(Location identification entries)

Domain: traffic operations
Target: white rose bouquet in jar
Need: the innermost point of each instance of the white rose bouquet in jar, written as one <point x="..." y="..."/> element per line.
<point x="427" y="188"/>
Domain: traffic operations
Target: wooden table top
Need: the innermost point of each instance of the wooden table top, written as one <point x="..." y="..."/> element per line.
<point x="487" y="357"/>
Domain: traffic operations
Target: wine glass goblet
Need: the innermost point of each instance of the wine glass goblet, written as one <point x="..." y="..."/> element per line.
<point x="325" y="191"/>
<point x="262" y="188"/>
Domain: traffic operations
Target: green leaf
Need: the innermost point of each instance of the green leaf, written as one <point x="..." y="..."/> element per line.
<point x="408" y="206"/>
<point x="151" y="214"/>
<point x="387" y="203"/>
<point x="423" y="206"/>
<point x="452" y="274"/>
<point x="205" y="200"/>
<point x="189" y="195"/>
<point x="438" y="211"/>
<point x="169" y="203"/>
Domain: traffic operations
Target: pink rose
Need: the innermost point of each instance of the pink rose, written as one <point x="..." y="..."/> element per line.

* * *

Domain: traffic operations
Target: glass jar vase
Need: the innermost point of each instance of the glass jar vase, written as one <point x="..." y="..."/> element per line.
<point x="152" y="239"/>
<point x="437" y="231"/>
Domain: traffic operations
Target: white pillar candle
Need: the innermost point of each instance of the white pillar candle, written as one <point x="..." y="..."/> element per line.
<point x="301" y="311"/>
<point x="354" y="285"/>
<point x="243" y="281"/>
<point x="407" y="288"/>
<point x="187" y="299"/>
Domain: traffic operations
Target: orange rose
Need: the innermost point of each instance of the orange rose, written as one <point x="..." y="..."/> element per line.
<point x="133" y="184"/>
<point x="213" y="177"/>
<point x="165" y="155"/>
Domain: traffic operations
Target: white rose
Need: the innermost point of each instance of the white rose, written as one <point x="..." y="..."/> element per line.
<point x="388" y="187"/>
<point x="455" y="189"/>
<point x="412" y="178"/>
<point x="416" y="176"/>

→ To do
Which lines in the location identification entries above contain the word "glass"? Find each one and copy it in full.

→ The response
Target: wine glass goblet
Need: the innermost point of each instance of the wine glass goblet, written as one <point x="..." y="..."/> element per line.
Target: glass jar vase
Need: the innermost point of each instance of the glass jar vase, written as one <point x="..." y="..."/> element per line.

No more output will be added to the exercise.